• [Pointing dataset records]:
◇ ◇ ◇ ◇

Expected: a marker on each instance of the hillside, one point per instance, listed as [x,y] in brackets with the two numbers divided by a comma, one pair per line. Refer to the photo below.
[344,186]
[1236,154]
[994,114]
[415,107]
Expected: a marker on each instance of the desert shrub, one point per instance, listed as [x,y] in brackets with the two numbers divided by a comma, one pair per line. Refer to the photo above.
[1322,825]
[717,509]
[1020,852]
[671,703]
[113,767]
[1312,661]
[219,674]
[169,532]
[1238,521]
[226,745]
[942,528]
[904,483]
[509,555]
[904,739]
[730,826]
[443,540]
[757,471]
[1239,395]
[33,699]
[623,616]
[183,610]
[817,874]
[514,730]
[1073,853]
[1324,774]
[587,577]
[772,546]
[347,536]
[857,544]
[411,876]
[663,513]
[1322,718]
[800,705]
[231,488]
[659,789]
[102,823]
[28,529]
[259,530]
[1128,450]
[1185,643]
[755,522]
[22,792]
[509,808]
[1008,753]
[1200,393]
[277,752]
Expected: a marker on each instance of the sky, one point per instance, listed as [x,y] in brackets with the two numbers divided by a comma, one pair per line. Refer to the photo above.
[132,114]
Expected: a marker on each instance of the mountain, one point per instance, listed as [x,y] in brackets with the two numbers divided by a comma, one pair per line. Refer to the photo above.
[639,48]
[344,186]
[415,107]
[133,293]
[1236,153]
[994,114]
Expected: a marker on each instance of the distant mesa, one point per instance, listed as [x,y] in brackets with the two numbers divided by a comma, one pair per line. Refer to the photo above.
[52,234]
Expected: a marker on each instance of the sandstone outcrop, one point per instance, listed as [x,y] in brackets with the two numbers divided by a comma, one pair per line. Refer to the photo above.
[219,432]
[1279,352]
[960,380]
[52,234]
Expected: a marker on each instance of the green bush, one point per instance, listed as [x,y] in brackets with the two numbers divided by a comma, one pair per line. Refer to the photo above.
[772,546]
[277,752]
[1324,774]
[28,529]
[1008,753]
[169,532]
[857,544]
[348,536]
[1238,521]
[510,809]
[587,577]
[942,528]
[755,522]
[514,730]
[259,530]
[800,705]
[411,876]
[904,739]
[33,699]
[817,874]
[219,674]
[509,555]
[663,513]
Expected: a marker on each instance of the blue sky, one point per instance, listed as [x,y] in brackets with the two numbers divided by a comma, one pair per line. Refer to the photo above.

◇ ◇ ◇ ◇

• [Aim of the exercise]:
In this exercise, repeat all entries exactly.

• [Answer to the task]:
Expected: a marker on each instance of the hillside, one point per instance, listed as [x,y] in brackets with the two numbers divided by a comma, one pair per line. Refer to the photo below.
[344,186]
[1236,154]
[994,114]
[415,107]
Expected: a marker on each instance of the desert shrub, one point per instance, listed as [x,y] in brackets with the two numbers divided by a comma, one pair per line. Refer to the photo above.
[1322,825]
[717,509]
[1020,852]
[671,703]
[113,767]
[1312,661]
[219,674]
[169,532]
[1238,521]
[226,745]
[942,528]
[904,483]
[509,555]
[904,739]
[730,826]
[443,540]
[757,471]
[1239,395]
[33,699]
[623,616]
[183,610]
[817,874]
[514,730]
[1073,853]
[1324,774]
[587,577]
[772,546]
[347,536]
[857,544]
[411,876]
[663,513]
[1322,718]
[800,705]
[231,488]
[659,789]
[102,823]
[28,529]
[259,530]
[1128,450]
[1185,643]
[755,522]
[22,792]
[509,808]
[1008,753]
[1200,393]
[277,752]
Expected: a marker on each instance of the sky, one point per instance, listed as [x,y] in brackets with the two numbers divided by a comma, one pair per line. Refer to the photo above.
[132,114]
Expected: a marker on each instance of the mountain, one point per instance, listed as [x,y] in brackets with the two numbers divided by a comma, one pair per line. Refer to the photo above.
[639,48]
[344,186]
[415,107]
[133,293]
[1236,153]
[994,114]
Expected: a marker on each instance of the distant mesa, one point per instance, listed as [x,y] in brackets with the two numbers divided by a comma, one pair per line. Refer to the photo above.
[52,234]
Expected: a marker on each instance of the sandstone outcrop, one point per instance, listed as [x,y] in brackets with the two numbers divided by a comma, one pair per line. Refer to the photo above.
[219,432]
[1279,352]
[960,380]
[52,234]
Expected: a marker on each instance of the green bush, one point per instance, listed as [x,y] in brackets with the two numbers divided by a comma, one pair per line. Refer to the photo above.
[772,546]
[277,752]
[1324,774]
[28,529]
[1008,753]
[169,532]
[857,544]
[348,536]
[1238,521]
[510,809]
[587,577]
[942,528]
[755,522]
[514,730]
[259,530]
[800,705]
[411,876]
[904,739]
[33,699]
[817,874]
[219,674]
[509,555]
[663,513]
Expected: a marker on each instance of the blue sky, one point per instance, listed as [x,y] in brackets with the two numbers divided by a comma, one pair per line. Refer to the photo above.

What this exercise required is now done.